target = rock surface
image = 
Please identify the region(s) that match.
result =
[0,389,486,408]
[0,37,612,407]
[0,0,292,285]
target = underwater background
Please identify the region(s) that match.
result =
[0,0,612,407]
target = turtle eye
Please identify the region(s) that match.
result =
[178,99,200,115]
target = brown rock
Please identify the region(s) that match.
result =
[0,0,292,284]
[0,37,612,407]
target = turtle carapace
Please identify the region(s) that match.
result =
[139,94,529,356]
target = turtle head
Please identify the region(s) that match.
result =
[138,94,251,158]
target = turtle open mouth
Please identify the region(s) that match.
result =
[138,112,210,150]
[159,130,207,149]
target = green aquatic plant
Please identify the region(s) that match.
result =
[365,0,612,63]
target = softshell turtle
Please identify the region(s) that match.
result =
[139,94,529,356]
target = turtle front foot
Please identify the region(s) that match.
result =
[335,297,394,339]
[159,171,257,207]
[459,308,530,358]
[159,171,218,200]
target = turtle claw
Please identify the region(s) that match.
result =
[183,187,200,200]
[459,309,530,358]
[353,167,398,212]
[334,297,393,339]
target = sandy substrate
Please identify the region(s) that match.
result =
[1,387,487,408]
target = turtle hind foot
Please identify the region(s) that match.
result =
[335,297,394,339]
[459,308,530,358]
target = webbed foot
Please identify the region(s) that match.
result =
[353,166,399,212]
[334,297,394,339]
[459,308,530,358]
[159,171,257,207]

▬▬▬

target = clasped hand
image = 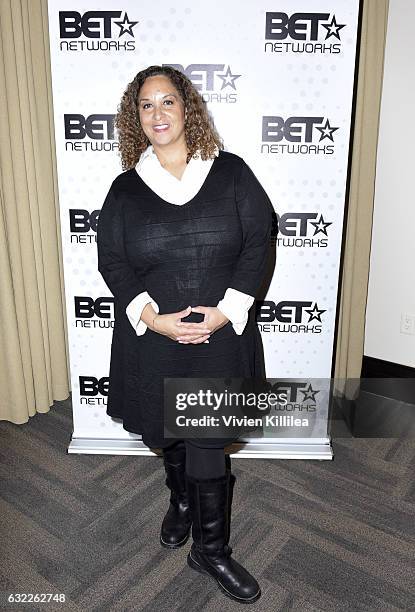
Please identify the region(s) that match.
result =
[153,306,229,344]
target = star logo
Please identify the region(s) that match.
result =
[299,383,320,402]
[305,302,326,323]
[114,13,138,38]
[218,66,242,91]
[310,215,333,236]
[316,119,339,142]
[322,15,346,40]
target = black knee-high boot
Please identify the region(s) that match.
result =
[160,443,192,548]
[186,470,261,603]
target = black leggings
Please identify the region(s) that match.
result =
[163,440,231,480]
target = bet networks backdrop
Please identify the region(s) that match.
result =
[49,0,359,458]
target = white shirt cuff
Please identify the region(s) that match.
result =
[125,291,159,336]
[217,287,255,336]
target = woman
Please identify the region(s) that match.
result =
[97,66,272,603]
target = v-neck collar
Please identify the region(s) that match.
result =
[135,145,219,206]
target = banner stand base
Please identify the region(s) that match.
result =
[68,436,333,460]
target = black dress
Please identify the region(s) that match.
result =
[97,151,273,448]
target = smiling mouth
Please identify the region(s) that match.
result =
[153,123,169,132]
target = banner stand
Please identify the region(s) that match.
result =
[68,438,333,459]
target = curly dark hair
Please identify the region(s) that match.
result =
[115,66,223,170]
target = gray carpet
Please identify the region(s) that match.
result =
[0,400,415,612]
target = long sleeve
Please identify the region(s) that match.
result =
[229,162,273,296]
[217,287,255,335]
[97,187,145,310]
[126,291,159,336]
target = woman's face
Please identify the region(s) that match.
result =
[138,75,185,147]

▬▬▬

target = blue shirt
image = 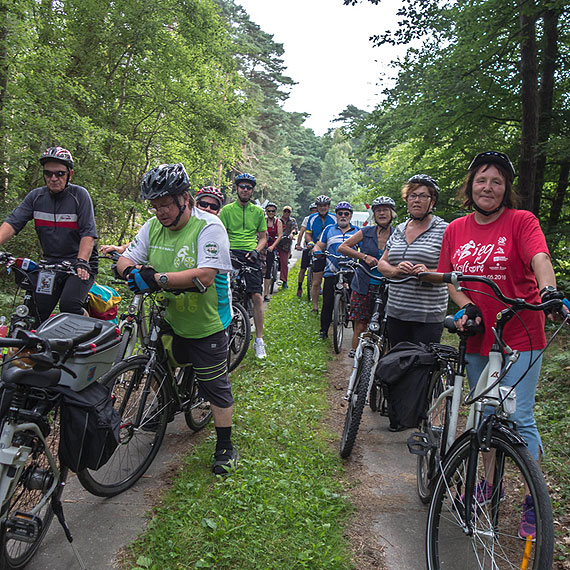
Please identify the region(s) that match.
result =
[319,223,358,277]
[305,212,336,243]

▬▬▬

- [PROBLEM DETAILS]: Rewrite the listing from the line containing "target = rock surface" through the line containing "[0,0,612,407]", changing "underwater" to "submerged" and keeping everything else as it is.

- [FINAL RESULT]:
target = rock surface
image = 
Please identify the region(s) that match.
result =
[0,389,486,408]
[0,37,612,407]
[0,0,292,285]
target = submerged background
Please identify the region(s) that match.
result =
[0,0,612,407]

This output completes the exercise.